[Stored data]

◇ ◇ ◇ ◇

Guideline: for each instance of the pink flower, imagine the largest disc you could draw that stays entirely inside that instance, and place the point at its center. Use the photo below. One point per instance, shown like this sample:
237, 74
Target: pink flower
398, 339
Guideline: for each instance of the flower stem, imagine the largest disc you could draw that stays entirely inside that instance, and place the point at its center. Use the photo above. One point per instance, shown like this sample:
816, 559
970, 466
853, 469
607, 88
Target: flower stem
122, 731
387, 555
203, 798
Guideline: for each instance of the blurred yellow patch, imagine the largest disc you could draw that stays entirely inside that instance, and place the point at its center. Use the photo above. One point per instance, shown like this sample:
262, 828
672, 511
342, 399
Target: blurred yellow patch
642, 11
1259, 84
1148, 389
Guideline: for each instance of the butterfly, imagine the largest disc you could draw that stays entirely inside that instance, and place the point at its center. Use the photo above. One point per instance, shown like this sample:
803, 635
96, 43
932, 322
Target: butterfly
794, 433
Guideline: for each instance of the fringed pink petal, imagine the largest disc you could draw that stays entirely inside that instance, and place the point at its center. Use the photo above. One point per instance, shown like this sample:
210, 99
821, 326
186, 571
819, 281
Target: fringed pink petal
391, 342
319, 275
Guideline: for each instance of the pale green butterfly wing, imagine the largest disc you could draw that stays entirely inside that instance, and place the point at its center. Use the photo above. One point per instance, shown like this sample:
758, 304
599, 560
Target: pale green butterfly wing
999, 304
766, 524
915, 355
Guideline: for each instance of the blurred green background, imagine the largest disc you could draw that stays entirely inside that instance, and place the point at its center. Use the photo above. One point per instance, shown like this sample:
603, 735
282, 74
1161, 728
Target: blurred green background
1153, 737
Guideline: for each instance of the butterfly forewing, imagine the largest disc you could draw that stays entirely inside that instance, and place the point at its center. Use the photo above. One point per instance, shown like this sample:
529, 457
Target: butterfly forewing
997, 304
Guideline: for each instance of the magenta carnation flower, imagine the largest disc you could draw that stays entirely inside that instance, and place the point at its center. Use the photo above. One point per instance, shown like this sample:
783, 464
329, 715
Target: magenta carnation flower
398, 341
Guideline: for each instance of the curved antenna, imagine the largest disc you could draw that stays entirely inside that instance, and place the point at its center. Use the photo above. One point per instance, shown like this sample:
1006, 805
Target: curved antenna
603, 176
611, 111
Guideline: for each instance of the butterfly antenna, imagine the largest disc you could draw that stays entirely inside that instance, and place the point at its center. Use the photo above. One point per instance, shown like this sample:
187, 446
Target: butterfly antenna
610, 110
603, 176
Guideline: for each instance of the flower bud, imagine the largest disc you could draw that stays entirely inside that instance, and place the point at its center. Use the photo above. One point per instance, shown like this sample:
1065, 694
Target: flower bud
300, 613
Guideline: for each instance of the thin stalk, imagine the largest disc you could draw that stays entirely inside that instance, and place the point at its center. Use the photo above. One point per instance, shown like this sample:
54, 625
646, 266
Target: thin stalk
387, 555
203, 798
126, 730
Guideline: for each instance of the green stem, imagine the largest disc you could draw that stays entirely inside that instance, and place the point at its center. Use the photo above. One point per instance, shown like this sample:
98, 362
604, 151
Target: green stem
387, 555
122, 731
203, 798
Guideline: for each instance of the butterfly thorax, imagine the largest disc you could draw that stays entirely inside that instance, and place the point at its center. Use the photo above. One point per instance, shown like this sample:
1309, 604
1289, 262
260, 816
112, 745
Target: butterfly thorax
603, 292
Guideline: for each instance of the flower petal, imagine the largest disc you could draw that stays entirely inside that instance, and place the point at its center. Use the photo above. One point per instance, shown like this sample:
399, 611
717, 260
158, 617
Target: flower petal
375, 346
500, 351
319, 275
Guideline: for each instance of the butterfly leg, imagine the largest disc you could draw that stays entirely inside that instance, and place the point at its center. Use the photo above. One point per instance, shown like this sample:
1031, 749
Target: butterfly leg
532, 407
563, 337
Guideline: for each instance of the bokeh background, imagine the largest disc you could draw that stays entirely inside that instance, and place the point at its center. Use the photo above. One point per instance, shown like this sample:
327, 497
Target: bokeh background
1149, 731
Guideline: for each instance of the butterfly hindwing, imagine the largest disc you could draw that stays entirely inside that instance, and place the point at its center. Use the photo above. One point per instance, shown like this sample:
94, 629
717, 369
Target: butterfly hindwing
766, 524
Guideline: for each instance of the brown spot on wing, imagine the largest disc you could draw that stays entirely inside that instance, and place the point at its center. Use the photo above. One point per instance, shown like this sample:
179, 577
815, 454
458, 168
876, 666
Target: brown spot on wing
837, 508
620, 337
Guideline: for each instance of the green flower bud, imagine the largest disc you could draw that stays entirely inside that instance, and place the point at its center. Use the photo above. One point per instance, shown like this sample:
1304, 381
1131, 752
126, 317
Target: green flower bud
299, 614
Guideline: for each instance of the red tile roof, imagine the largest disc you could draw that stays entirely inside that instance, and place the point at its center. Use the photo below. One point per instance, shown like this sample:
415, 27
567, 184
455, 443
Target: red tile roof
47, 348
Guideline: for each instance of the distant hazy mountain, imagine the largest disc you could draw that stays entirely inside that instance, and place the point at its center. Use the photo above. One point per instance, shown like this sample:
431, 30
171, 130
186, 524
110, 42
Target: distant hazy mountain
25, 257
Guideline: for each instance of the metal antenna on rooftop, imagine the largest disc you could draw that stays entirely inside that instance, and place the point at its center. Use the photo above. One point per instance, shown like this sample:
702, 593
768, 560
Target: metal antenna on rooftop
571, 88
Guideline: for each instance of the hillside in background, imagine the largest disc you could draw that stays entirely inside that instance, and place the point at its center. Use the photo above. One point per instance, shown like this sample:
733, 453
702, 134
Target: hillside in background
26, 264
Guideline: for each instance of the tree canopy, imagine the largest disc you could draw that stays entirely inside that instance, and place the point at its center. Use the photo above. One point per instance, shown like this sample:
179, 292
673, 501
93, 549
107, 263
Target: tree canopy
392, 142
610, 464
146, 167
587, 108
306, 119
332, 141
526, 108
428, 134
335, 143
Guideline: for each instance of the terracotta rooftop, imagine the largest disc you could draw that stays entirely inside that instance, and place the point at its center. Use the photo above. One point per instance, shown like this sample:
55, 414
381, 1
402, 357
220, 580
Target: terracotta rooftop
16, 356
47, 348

◇ ◇ ◇ ◇

(What needs to be done): Lay out the lines of the listing as a numbered list, from the line with "Guideline: for each instance of the green flower" through the last line of the listing, leaving out any blank lines.

(Solution below):
1. Guideline: for each instance of the green flower bud, imagine the largest disc you could draw that stays entirely inside that instance, and place the point at its center. Use the photo above. One point per instance, shown like this sample:
2. 1304, 381
3. 1131, 752
4. 126, 317
5. Target: green flower bud
6. 299, 614
7. Guideline: for each instance of the red tile roof, imagine the largest disc you could draw that stays entirely inside that instance, and place the point at its center. Use the photo below. One point per instance, shown like this sample:
8. 415, 27
9. 567, 184
10. 455, 443
11. Target: red tile roof
12. 47, 348
13. Guideline: for each instance of the distant hazy mountain, imagine the largest disc you could draw that stays entirely inside that instance, and place the point at its center. Use the photo above. One point per instance, shown like this sample:
14. 431, 30
15. 171, 130
16. 186, 524
17. 110, 42
18. Target: distant hazy mountain
19. 25, 257
20. Guideline: for each instance of the metal antenna on rooftop, imagine the largest disc you could draw that stays entirely inside that instance, and place the point at its center. Use the photo above. One point per instance, shown like this sample:
21. 702, 593
22. 768, 560
23. Target: metal antenna on rooftop
24. 571, 88
25. Guideline: for each instance of the hillside in background, imagine the largest disc you could draw that stays entirely inside that instance, and place the point at its center. Use the photo above. One point per instance, shown like this sample:
26. 733, 453
27. 702, 134
28. Target: hillside in background
29. 26, 264
30. Guideline: for each instance of the tree canopy, imagine the largest disc you could draw that stays entirely inside that instance, and place the point at its center. Use the photo above. One point per instance, shown like this sample:
31. 179, 292
32. 673, 501
33. 93, 549
34. 107, 263
35. Target: tree canopy
36. 392, 142
37. 610, 464
38. 146, 167
39. 587, 108
40. 306, 119
41. 332, 141
42. 526, 108
43. 428, 134
44. 335, 143
45. Guideline: for each instance of the terracotta rooftop, imagine the largest disc you could draw that stays entirely inside that instance, and place the point at its center. Use the photo above. One point per instance, shown like this sample:
46. 55, 414
47. 381, 1
48. 402, 357
49. 220, 580
50. Target: terracotta rooftop
51. 16, 356
52. 47, 348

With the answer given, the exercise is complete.